Excerpt provided Start Marker
Carlo Catassi (born 19 April 1953) is an Italian pediatric gastroenterologist and epidemiologist. He is a professor at the Università Politecnica delle Marche in Ancona, Italy, where he leads the Department of Pediatrics and directs the Pediatric Residency Program. He is also a visiting scientist at Massachusetts General Hospital in Boston, United States.

==Career==
Catassi has held a full professorship at the Università Politecnica delle Marche since 1993. From 2013 to 2016, he served as president of the Italian Society of Pediatric Gastroenterology, Hepatology and Nutrition (SIGENP).

In the 1990s, he coordinated a multicenter screening in Italy that helped shape the "celiac iceberg" model, illustrating how many individuals with celiac disease remain undiagnosed. He later led one of the first population-based screening studies in the United States, which estimated the disease affects roughly 1% of the population.

His research extended globally, including studies in Brazil and Middle Eastern populations, where he contributed to early data on disease prevalence.
Excerpt provided End Marker
Supplied data Start Marker
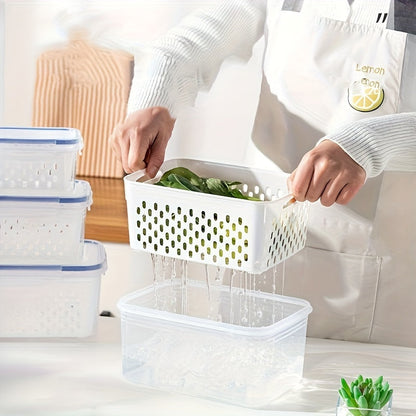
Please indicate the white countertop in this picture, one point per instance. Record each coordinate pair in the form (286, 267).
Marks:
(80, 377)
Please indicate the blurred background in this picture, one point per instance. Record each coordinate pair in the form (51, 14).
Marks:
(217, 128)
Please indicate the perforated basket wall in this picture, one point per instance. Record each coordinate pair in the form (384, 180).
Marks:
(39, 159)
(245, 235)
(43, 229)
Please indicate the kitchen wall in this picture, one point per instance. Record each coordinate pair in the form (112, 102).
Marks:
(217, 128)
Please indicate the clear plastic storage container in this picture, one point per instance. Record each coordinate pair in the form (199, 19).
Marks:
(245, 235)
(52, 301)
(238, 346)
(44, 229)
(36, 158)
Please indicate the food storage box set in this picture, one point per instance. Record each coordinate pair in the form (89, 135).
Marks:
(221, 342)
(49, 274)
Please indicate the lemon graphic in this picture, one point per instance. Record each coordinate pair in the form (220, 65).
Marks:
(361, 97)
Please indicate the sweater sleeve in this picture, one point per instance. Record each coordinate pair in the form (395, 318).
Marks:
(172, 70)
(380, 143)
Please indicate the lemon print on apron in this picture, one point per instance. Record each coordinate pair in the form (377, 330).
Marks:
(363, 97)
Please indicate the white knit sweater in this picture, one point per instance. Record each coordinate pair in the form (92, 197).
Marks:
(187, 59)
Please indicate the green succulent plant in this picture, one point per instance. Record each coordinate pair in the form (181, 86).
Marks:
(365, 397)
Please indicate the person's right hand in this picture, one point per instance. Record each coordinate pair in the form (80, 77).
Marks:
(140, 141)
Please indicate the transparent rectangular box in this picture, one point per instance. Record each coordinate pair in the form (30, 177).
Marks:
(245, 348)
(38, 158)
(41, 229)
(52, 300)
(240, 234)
Supplied data End Marker
#### [Exercise A]
State whether each statement agrees with the biography of Carlo Catassi, answering yes or no and quoting the words of the biography that decide it: (i) Catassi has been a full professor at the Università Politecnica delle Marche since 1993. (ii) Catassi was president of SIGENP from 2010 to 2013. (iii) The United States screening study he led estimated that celiac disease affects about 5% of the population.
#### [Exercise B]
Go on with the biography of Carlo Catassi, starting after its final sentence.
The data have no connection to the biography of Carlo Catassi.

#### [Exercise result A]
(i) Yes: "Catassi has held a full professorship at the Università Politecnica delle Marche since 1993."
(ii) No: "From 2013 to 2016, he served as president of the Italian Society of Pediatric Gastroenterology, Hepatology and Nutrition (SIGENP)."
(iii) No: "which estimated the disease affects roughly 1% of the population."

#### [Exercise result B]
==Research==
Catassi’s research focuses on the epidemiology and clinical management of gluten-related disorders. He conducted one of the first clinical trials to determine how much gluten can safely be tolerated by individuals with celiac disease. These results helped set the international regulatory limit of 20 ppm for gluten-free products.

He has also examined high-prevalence populations, including the Saharawi people, among whom celiac disease rates were observed to be around 6%.

In collaboration with international experts, Catassi co-developed the Salerno criteria for diagnosing non-celiac gluten sensitivity (NCGS), aiming to improve diagnostic consistency.

His studies also examined environmental triggers of celiac disease in children, showing that neither the timing of gluten introduction nor breastfeeding significantly impacts disease risk.

==Selected publications==
- Catassi C, et al. "Detection of Celiac Disease in Primary Care: A Multicenter Case-Finding Study in North America." The American Journal of Gastroenterology, 2007. .
- Catassi C, et al. "A prospective, double-blind, placebo-controlled trial to establish a safe gluten threshold..." The American Journal of Clinical Nutrition, 2007. .
- Catassi C, et al. "Diagnosis of Non-Celiac Gluten Sensitivity (NCGS): The Salerno Experts' Criteria." Nutrients, 2015. .

==Personal life==
Catassi is married to Dr. Eleonora Bove, a lawyer. They have two children.